--- start Rows ---

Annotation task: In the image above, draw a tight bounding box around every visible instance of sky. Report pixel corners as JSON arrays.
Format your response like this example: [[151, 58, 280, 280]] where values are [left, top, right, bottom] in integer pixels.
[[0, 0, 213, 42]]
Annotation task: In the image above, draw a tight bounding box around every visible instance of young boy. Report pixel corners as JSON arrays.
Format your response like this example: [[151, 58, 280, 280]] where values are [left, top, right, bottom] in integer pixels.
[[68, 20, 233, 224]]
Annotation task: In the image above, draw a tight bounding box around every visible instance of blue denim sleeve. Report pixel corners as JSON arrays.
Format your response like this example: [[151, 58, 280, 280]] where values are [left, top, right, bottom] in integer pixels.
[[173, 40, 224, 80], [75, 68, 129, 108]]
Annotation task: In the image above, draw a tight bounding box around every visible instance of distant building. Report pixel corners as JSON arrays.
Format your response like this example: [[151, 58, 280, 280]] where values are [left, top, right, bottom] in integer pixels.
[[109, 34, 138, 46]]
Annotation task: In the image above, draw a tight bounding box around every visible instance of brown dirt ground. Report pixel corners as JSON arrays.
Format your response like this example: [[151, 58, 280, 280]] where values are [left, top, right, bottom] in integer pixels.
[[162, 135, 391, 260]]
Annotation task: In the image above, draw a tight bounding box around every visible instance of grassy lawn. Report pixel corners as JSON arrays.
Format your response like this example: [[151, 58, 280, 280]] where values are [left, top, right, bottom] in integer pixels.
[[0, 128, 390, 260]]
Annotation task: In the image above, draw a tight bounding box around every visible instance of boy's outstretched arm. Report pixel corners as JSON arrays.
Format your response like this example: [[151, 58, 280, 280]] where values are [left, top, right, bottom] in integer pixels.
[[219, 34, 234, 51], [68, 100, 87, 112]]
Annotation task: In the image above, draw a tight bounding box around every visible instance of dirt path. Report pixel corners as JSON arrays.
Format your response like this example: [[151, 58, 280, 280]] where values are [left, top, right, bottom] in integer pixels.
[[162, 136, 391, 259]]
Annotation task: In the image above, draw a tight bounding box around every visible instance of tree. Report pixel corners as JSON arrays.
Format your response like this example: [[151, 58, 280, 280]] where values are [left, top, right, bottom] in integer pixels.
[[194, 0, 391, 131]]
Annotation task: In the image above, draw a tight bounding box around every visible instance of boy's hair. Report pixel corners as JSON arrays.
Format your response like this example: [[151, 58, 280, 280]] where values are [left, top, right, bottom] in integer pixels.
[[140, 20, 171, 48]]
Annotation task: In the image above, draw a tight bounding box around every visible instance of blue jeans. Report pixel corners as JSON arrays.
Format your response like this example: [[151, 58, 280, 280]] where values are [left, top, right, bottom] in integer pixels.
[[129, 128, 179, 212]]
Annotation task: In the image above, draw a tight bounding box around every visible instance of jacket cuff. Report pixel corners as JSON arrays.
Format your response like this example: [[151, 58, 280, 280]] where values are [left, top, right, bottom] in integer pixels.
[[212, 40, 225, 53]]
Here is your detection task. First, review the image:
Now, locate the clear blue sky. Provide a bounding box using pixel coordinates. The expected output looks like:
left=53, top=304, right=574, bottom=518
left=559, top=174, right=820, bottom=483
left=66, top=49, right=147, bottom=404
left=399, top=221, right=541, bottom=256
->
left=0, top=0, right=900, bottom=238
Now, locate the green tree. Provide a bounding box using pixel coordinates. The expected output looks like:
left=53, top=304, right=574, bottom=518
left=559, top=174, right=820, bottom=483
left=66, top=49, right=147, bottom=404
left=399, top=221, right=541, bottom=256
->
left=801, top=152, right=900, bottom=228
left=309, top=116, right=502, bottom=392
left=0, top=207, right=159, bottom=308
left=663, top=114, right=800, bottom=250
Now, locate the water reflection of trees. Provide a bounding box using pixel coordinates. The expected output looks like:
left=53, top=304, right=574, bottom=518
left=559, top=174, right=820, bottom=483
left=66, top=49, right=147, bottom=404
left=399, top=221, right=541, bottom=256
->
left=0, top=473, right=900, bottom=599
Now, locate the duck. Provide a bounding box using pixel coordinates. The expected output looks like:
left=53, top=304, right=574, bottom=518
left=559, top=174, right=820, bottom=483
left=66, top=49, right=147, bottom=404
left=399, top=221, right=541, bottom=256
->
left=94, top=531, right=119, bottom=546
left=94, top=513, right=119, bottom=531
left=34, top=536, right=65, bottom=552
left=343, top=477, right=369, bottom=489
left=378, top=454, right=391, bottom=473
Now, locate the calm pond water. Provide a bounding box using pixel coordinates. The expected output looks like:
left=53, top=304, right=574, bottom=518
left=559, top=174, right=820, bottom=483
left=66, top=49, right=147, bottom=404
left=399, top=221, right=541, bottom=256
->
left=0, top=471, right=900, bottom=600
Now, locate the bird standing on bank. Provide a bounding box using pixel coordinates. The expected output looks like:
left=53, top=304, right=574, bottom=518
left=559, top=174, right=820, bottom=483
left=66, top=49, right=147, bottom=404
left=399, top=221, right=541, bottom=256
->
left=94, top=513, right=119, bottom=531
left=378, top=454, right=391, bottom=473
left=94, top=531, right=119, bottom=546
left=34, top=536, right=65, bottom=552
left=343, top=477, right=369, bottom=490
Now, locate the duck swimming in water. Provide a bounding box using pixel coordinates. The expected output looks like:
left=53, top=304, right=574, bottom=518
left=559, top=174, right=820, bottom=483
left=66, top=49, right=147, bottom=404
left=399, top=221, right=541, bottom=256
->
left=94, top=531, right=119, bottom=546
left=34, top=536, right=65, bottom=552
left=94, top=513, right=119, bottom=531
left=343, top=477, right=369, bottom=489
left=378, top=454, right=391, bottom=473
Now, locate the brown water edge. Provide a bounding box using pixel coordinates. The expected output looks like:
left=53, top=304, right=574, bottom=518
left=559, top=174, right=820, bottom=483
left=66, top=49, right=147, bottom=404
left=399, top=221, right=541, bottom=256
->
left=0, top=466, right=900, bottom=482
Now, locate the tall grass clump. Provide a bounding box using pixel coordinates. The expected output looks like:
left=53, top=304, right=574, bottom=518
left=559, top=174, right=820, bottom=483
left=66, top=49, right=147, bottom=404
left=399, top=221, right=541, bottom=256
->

--- end Rows ---

Do this:
Rewrite all of the data above as a numbered list, one line per item, and leave out any blank lines.

Expected answer:
1. Annotation task: In the image above, draw a tight bounding box around every visible instance of sky. Report pixel corners as JSON arrays.
2. Format your response like this example: [[151, 58, 280, 280]] where values are [left, top, right, bottom] in integer pixels.
3. [[0, 0, 213, 42]]
4. Annotation task: In the image above, draw a tight bounding box around every visible instance of young boy. Report pixel corners as JSON arrays.
5. Format your response like this example: [[151, 58, 280, 280]] where values are [left, top, right, bottom] in integer pixels.
6. [[68, 20, 233, 224]]
7. Annotation task: In the image above, draw a tight bounding box around every visible instance of blue denim sleeve. Report pixel corners as JSON arrays.
8. Format your response like this example: [[151, 58, 280, 280]] where values are [left, top, right, bottom] in integer pixels.
9. [[173, 40, 224, 80], [75, 68, 129, 108]]
10. Annotation task: In the image above, draw a tight bounding box around every visible instance of distant building. Report pixel corners as JSON arrays.
11. Format your response like this example: [[151, 58, 280, 280]] where values are [left, top, right, bottom] in integer pixels.
12. [[109, 34, 138, 46]]
13. Annotation task: In the image above, draw a tight bounding box around every visible instance of brown dirt ground. Report pixel corners as JSON arrays.
14. Format your response like this example: [[151, 58, 280, 280]] where values are [left, top, right, bottom] in integer pixels.
15. [[162, 135, 391, 260]]
16. Annotation task: In the image above, draw a tight bounding box around every visible instance of grassy lawn. Report pixel corners as JSON arrays.
17. Format your response like this example: [[151, 58, 280, 280]] where values are [left, top, right, bottom] in integer pixels.
18. [[0, 128, 390, 260]]
19. Annotation task: In the image above, draw a tight bounding box around every visible instance of boy's outstretched arm. Report pixel corners as JSON arrays.
20. Format your response like this example: [[151, 58, 280, 280]] where values are [left, top, right, bottom] in integer pixels.
21. [[219, 34, 234, 51], [68, 100, 87, 112]]
22. Annotation task: In the image above, draw a tight bounding box around every visible instance of dirt path. Report pixel corners as JSON arrays.
23. Format your response like this example: [[151, 58, 280, 280]] where values are [left, top, right, bottom] in integer pixels.
24. [[162, 136, 391, 259]]
25. Annotation task: In the image above, draw a tight bounding box around every visible instance of tree. Report pixel corners as JSON arrays.
26. Format your response like this example: [[151, 58, 280, 280]] where values are [left, top, right, bottom] in integer pixels.
27. [[194, 0, 391, 131]]
28. Annotation task: In the image above, draw a tight bounding box around every visible instance of boy's hair. Report pixel corners as JSON arrays.
29. Format your response like this example: [[151, 58, 280, 280]] where values are [left, top, right, bottom] in integer pixels.
30. [[140, 20, 171, 48]]
31. Annotation task: In the image above, draw a tight bounding box around every visible instance of blue jeans. Report pixel corners as JSON arrays.
32. Format your response like this example: [[151, 58, 280, 280]] where values are [left, top, right, bottom] in integer pixels.
33. [[129, 128, 179, 212]]
34. Annotation task: In the image above, draw a tight bounding box around every visible instance of jacket cuff. Report pixel corners as JSON arrays.
35. Format your response like this example: [[151, 58, 280, 280]] where values are [left, top, right, bottom] in integer pixels.
36. [[212, 40, 225, 53]]
37. Here is your detection task. First, review the image:
38. Now, locate the clear blue sky. Provide a bounding box using pixel coordinates. The expected output looks like:
39. left=53, top=304, right=574, bottom=518
40. left=559, top=174, right=820, bottom=483
41. left=66, top=49, right=147, bottom=404
42. left=399, top=221, right=541, bottom=256
43. ->
44. left=0, top=0, right=900, bottom=238
45. Now, locate the green tree. Provide a bounding box using pixel coordinates. The expected output looks like:
46. left=53, top=304, right=574, bottom=518
47. left=559, top=174, right=820, bottom=483
48. left=66, top=49, right=147, bottom=404
49. left=399, top=221, right=541, bottom=256
50. ->
51. left=801, top=152, right=900, bottom=228
52. left=309, top=116, right=502, bottom=392
53. left=0, top=207, right=159, bottom=308
54. left=663, top=114, right=800, bottom=250
55. Now, locate the water reflection of trees. Provide a bounding box using pixel coordinates. The expected output looks like:
56. left=53, top=304, right=574, bottom=518
57. left=559, top=174, right=820, bottom=483
58. left=66, top=49, right=147, bottom=404
59. left=399, top=221, right=541, bottom=256
60. ->
61. left=0, top=473, right=900, bottom=599
62. Now, locate the duck. Provide a bounding box using pixel coordinates. The expected output looks like:
63. left=53, top=304, right=574, bottom=518
64. left=559, top=174, right=820, bottom=483
65. left=66, top=49, right=147, bottom=404
66. left=399, top=221, right=541, bottom=256
67. ->
68. left=94, top=531, right=119, bottom=546
69. left=94, top=513, right=119, bottom=531
70. left=34, top=536, right=65, bottom=552
71. left=343, top=477, right=369, bottom=489
72. left=378, top=454, right=391, bottom=473
73. Now, locate the calm pond water. Provide a bounding box using pixel coordinates. The expected output looks like:
74. left=53, top=304, right=574, bottom=518
75. left=559, top=174, right=820, bottom=483
76. left=66, top=49, right=147, bottom=404
77. left=399, top=221, right=541, bottom=256
78. ->
79. left=0, top=471, right=900, bottom=600
80. Now, locate the bird standing on bank. Provide a bounding box using pixel coordinates. The expected output looks like:
81. left=53, top=304, right=574, bottom=518
82. left=559, top=174, right=820, bottom=483
83. left=66, top=49, right=147, bottom=404
84. left=399, top=221, right=541, bottom=256
85. ->
86. left=94, top=513, right=119, bottom=531
87. left=378, top=454, right=391, bottom=473
88. left=94, top=531, right=119, bottom=546
89. left=34, top=536, right=65, bottom=552
90. left=343, top=477, right=369, bottom=490
91. Now, locate the duck swimming in water. Provide a bounding box using pixel coordinates. The expected output looks like:
92. left=53, top=304, right=574, bottom=518
93. left=559, top=174, right=820, bottom=483
94. left=66, top=49, right=147, bottom=404
95. left=399, top=221, right=541, bottom=256
96. ->
97. left=94, top=531, right=119, bottom=546
98. left=34, top=536, right=65, bottom=552
99. left=94, top=513, right=119, bottom=531
100. left=343, top=477, right=369, bottom=489
101. left=378, top=454, right=391, bottom=473
102. Now, locate the brown water edge. Provide a bounding box using pixel coordinates. The expected output looks like:
103. left=53, top=304, right=574, bottom=518
104. left=559, top=174, right=820, bottom=483
105. left=66, top=49, right=147, bottom=404
106. left=399, top=221, right=541, bottom=256
107. ->
108. left=0, top=466, right=900, bottom=482
109. Now, locate the tall grass clump. Provide a bounding box using pixel coordinates. The expected output looks like:
110. left=53, top=304, right=574, bottom=518
111. left=559, top=174, right=820, bottom=483
112. left=66, top=49, right=147, bottom=404
113. left=399, top=221, right=541, bottom=256
114. ->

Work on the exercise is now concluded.